→ Written problem:
Update the records from the line with "Annotate the blue" through the end of the records by changing every "smurf hat" to "pointed cap". Give back only those lines, with everything else left the same.

→ Data provided:
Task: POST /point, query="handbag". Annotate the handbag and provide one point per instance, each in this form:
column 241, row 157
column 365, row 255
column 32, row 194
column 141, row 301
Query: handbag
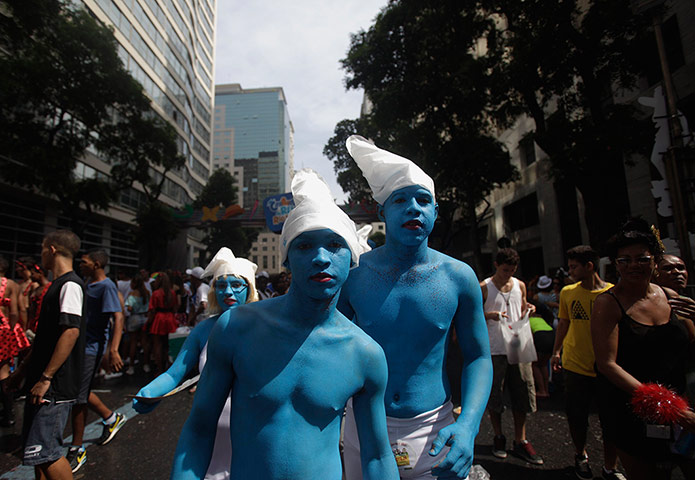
column 518, row 340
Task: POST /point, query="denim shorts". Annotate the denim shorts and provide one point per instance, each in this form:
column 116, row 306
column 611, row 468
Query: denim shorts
column 91, row 366
column 43, row 431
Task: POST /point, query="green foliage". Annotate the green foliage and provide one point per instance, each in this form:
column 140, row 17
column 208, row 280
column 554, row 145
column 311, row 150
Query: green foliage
column 64, row 92
column 221, row 191
column 428, row 85
column 559, row 63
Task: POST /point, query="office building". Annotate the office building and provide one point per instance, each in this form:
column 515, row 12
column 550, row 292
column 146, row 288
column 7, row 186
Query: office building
column 168, row 46
column 253, row 128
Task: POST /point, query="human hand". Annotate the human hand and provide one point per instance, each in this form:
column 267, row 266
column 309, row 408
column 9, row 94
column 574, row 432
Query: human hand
column 683, row 306
column 11, row 383
column 496, row 316
column 115, row 361
column 555, row 363
column 143, row 407
column 687, row 420
column 38, row 391
column 458, row 461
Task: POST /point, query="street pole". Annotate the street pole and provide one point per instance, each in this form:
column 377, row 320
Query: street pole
column 671, row 157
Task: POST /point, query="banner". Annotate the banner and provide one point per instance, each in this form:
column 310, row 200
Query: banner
column 276, row 209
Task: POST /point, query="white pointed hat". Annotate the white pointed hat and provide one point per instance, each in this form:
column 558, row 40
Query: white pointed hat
column 385, row 172
column 315, row 209
column 225, row 263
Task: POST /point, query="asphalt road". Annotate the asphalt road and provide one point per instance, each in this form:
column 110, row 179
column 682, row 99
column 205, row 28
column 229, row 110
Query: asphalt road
column 144, row 447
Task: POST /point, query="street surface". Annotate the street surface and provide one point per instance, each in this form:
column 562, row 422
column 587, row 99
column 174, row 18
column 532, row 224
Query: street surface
column 144, row 447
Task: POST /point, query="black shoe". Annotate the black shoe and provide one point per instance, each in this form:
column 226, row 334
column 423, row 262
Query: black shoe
column 525, row 451
column 111, row 430
column 499, row 446
column 77, row 456
column 582, row 468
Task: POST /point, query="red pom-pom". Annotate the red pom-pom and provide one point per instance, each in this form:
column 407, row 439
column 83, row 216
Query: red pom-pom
column 655, row 403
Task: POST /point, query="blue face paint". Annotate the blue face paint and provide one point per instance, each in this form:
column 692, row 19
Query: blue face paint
column 230, row 291
column 320, row 262
column 409, row 213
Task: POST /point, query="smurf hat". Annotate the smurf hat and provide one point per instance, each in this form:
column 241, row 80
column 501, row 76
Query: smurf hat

→ Response:
Task: POST /point, query="blue face paint". Annotate the blue face paint and provide one point per instance, each in this form:
column 692, row 19
Query: blue face paint
column 230, row 291
column 320, row 262
column 409, row 213
Task: POST /point, query="pointed cap". Annotate the pointed cap and provide one point per instance, each in this form:
column 241, row 80
column 501, row 76
Query: pointed cap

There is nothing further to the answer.